**Brano da leggere**

Le aflatossine sono micotossine (cioè tossine prodotte da funghi) il cui studio iniziò nel 1960, anno in cui si verificò, nel Regno Unito, la morte di decine di migliaia di tacchini, fagiani, suinetti che erano stati nutriti con farina di arachidi.
Il fattore tossico venne ben presto riconosciuto nelle tossine prodotte dalla muffa Aspergillum flavus, da cui il nome aflatossine. In seguito si scoprirono diverse altre muffe capaci di produrre micotossine pericolose per gli animali e per l'uomo. Questi composti evidenziano una fluorescenza, caratteristica che ha consentito di isolarle e che in alcuni casi ha contribuito a nominarle, mentre in altri casi si utilizzò l'alimento nel quale vengono ritrovate.
Abbiamo quindi:
Da allora tutti gli alimenti potenzialmente attaccati dalle muffe produttrici di tossine sono controllati con metodi che consentono di rilevare anche quantità bassissime, prive di significato tossicologico.
Le aflatossine sono sostanze altamente tossiche e cancerogene, il loro bersaglio principale è il fegato.
Nonostante i controlli, ancora oggi si riscontrano diverse positività, anche se le epidemie che si sono verificate in passato sono ormai un lontano ricordo.

Voci archiviate del dataset
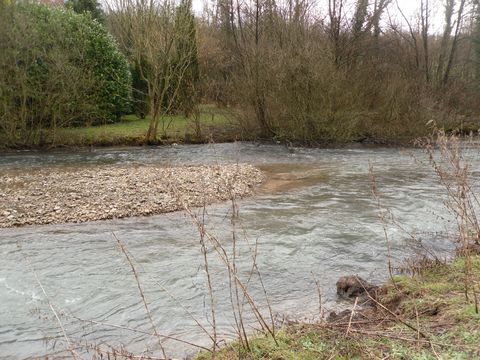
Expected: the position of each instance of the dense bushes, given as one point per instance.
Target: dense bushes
(58, 68)
(299, 73)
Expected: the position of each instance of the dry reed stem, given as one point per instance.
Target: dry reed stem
(142, 294)
(50, 305)
(351, 316)
(231, 268)
(102, 323)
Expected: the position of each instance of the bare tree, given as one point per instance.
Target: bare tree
(148, 32)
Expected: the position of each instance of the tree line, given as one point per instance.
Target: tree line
(341, 70)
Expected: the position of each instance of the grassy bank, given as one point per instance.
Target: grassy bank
(428, 317)
(213, 124)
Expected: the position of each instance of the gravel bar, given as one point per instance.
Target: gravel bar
(50, 196)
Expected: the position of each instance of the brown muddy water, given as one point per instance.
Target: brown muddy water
(314, 216)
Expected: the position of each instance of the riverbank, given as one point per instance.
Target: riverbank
(212, 125)
(427, 316)
(64, 195)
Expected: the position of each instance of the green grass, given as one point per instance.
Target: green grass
(453, 329)
(214, 123)
(132, 129)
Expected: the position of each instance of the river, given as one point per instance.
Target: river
(316, 217)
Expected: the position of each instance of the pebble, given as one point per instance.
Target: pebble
(62, 195)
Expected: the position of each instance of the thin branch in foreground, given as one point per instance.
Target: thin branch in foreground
(142, 294)
(52, 308)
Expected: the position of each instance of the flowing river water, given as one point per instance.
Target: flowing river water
(314, 218)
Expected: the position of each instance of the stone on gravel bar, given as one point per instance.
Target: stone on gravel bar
(59, 195)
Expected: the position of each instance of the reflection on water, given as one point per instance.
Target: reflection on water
(315, 215)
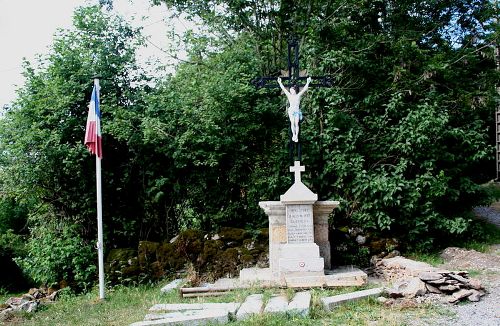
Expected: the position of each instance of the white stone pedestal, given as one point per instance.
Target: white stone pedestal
(299, 249)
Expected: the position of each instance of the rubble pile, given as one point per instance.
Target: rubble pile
(28, 302)
(451, 286)
(415, 279)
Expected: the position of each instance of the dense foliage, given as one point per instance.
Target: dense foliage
(403, 138)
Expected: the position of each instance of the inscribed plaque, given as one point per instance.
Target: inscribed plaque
(299, 223)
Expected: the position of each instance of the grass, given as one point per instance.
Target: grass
(125, 305)
(122, 306)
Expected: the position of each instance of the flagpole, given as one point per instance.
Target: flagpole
(100, 242)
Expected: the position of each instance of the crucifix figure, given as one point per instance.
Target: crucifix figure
(294, 113)
(293, 80)
(296, 169)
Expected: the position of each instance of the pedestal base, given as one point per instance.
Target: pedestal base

**Il compito**
Scriva il seguito del brano sulle aflatossine, cominciando subito dopo la sua ultima frase.

**Risposta al compito**
Per esempio, fu una tossicosi causata da aflatossine la cosiddetta "sindrome di Reye", che colpì alcuni bambini thailandesi che morirono dopo circa 48 ore dalla comparsa dei primi sintomi di intossicazione (vomito, ipoglicemia, convulsioni). Nei loro corpi furono trovate le aflatossine B, provenienti da cibi consumati nonostante la presenza di muffe.
In India, nel 1974, ci fu un'epidemia di epatite che colpì 400 persone, con 100 decessi, causate dal consumo di mais contaminato da aflatossine B, le più tossiche e cancerogene del gruppo.
In Africa sono stati riportati numerosi casi di intossicazioni acute associate principalmente al consumo
di mais altamente contaminato, per esempio in Kenya nel 1982 (12 morti) e nel 2004 (125 morti).
Per approfondire consigliamo questo articolo.
Le aflatossine possono essere presenti in molti prodotti alimentari delle più disparate categoria: arachidi, frutta a guscio, granoturco, riso, fichi e altra frutta secca, spezie, oli vegetali grezzi e semi di cacao, latte e derivati...
Dunque non ha molto senso consigliare di limitare o evitare questo o quell'alimento per ridurre la probabilità di consumare accidentalmente quantità potenzialmente pericolose di aflatossine. Preferire cibi di origine italiana può essere efficace per le muffe che si sviluppano durante lo stoccaggio o il trasporto, ma bisogna anche considerare che i cereali italiani, soprattutto in annate sfavorevoli, hanno già dimostrato di avere livelli di aflatossine superiori rispetto a quelli importati, a volte addirittura eccedenti i limiti di legge.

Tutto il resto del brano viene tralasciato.